### EXCERPTED PASSAGE
Femmes d'Aujourd'hui (French: Women of Today) is a French-language weekly women's magazine published in Mechelen, Belgium. Founded in 1933, it is one of the oldest magazines in the country and the first Belgian women's magazine.

History and profile
Femmes d’Aujourd’hui was first published on 1 April 1933, being the first Belgian women's magazine. Sanoma is the owner of the magazine. The magazine is published by Sanoma Magazines Belgium on a weekly basis and has its headquarters in Mechelen. The weekly was formerly based in Brussels. The magazine is also distributed in France, which started in the 1950s.

Femmes d’Aujourd’hui covers various sections for fashion, beauty, health, decoration, tourism, gardening and psychology. After 1960 the weekly began to include romance photos and graphic fiction. At the beginning of the 1970s it featured graphic editions of classical novels such as Jane Austen's Pride and Prejudice. Between 1952 and 1991 the magazine also published the comics by several caricaturists on three pages per week, including Edmond Calvo, Henri Vernes and William Vance.

### STATED PROBLEM 1
Pick out and copy every line of the records that contains the string "waveform".
The records come from a different source than the magazine article.

### RECORDS SUPPLIED
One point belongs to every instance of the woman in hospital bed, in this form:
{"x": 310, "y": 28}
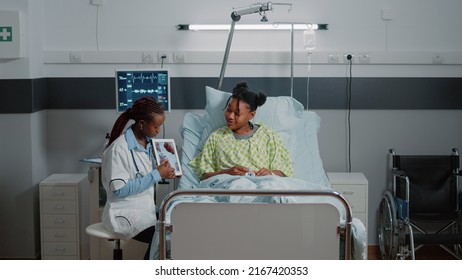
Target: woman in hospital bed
{"x": 281, "y": 141}
{"x": 242, "y": 147}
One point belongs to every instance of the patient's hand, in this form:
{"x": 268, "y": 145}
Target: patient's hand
{"x": 263, "y": 172}
{"x": 237, "y": 170}
{"x": 165, "y": 170}
{"x": 267, "y": 172}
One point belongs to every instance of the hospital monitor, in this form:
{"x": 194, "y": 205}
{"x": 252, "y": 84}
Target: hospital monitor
{"x": 132, "y": 84}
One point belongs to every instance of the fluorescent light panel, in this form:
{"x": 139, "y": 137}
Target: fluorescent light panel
{"x": 274, "y": 26}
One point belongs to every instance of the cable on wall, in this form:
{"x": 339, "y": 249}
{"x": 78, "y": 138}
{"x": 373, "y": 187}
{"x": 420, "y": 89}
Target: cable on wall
{"x": 348, "y": 122}
{"x": 308, "y": 82}
{"x": 97, "y": 28}
{"x": 309, "y": 43}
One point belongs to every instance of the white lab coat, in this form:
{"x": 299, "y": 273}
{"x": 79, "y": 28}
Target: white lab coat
{"x": 127, "y": 216}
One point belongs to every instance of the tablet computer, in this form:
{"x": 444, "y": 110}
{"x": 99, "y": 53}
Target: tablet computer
{"x": 166, "y": 149}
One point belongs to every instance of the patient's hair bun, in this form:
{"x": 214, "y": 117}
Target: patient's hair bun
{"x": 261, "y": 98}
{"x": 242, "y": 91}
{"x": 241, "y": 87}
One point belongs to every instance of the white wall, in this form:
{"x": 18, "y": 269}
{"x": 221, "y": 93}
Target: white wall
{"x": 116, "y": 33}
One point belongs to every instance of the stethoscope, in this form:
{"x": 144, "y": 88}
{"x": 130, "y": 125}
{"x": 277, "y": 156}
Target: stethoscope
{"x": 138, "y": 174}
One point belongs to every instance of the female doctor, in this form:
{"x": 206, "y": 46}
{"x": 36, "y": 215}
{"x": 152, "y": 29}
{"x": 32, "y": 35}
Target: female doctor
{"x": 129, "y": 172}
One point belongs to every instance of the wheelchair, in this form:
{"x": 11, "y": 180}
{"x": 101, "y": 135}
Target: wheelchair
{"x": 422, "y": 208}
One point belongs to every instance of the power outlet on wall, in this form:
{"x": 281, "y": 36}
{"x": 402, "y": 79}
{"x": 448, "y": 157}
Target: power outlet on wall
{"x": 96, "y": 2}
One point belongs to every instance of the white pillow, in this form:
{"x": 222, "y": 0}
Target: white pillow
{"x": 297, "y": 128}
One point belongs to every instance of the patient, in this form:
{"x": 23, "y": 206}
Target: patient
{"x": 242, "y": 147}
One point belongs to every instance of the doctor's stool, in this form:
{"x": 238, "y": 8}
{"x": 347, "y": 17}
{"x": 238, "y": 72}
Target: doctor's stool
{"x": 98, "y": 230}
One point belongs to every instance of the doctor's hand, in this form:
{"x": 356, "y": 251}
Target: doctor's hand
{"x": 166, "y": 171}
{"x": 237, "y": 170}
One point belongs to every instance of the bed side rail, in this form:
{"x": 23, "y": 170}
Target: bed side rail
{"x": 223, "y": 192}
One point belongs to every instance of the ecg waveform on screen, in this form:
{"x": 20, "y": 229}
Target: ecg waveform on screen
{"x": 134, "y": 85}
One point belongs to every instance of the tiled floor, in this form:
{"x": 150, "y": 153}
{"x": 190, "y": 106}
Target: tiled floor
{"x": 424, "y": 253}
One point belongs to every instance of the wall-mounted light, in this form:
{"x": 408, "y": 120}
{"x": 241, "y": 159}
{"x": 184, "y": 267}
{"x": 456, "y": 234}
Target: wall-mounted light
{"x": 274, "y": 26}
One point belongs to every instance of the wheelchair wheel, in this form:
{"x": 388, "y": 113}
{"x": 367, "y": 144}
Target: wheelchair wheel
{"x": 387, "y": 227}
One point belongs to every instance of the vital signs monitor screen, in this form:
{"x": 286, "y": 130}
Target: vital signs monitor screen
{"x": 137, "y": 83}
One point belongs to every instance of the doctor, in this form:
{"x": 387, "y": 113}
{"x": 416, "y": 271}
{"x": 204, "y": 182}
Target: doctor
{"x": 129, "y": 172}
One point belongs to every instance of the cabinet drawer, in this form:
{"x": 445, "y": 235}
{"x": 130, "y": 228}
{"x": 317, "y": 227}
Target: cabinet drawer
{"x": 60, "y": 248}
{"x": 59, "y": 221}
{"x": 61, "y": 193}
{"x": 59, "y": 234}
{"x": 356, "y": 196}
{"x": 55, "y": 206}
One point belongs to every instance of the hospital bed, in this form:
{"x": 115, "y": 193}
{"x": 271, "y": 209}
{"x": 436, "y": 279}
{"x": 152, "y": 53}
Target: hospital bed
{"x": 270, "y": 217}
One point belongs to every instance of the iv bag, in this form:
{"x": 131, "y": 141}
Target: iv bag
{"x": 309, "y": 39}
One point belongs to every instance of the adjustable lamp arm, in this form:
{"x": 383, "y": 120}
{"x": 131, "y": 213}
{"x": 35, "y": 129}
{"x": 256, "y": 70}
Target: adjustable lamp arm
{"x": 236, "y": 16}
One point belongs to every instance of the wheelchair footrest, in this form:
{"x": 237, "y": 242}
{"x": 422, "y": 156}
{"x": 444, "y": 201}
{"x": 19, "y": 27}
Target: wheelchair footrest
{"x": 446, "y": 239}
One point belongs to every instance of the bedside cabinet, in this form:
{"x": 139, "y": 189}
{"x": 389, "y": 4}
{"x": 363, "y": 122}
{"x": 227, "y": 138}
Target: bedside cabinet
{"x": 64, "y": 217}
{"x": 354, "y": 187}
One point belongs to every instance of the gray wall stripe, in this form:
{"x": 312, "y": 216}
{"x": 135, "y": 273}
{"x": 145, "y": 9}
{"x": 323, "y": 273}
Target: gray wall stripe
{"x": 31, "y": 95}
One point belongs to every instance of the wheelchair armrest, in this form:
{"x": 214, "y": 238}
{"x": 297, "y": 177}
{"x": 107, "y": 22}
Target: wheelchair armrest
{"x": 400, "y": 173}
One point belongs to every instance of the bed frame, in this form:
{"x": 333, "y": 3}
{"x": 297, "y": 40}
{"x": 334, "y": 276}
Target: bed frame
{"x": 208, "y": 230}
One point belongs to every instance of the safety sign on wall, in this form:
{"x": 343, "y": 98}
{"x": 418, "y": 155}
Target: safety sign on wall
{"x": 12, "y": 34}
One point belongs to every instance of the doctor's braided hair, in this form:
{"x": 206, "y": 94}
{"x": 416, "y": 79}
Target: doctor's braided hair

### STATED PROBLEM 2
According to the magazine article, on what date was Femmes d'Aujourd'hui first published?

### EXPECTED OUTPUT 1
One point belongs to every instance of the ecg waveform on screen, in this form:
Target: ecg waveform on screen

### EXPECTED OUTPUT 2
It was first published on 1 April 1933.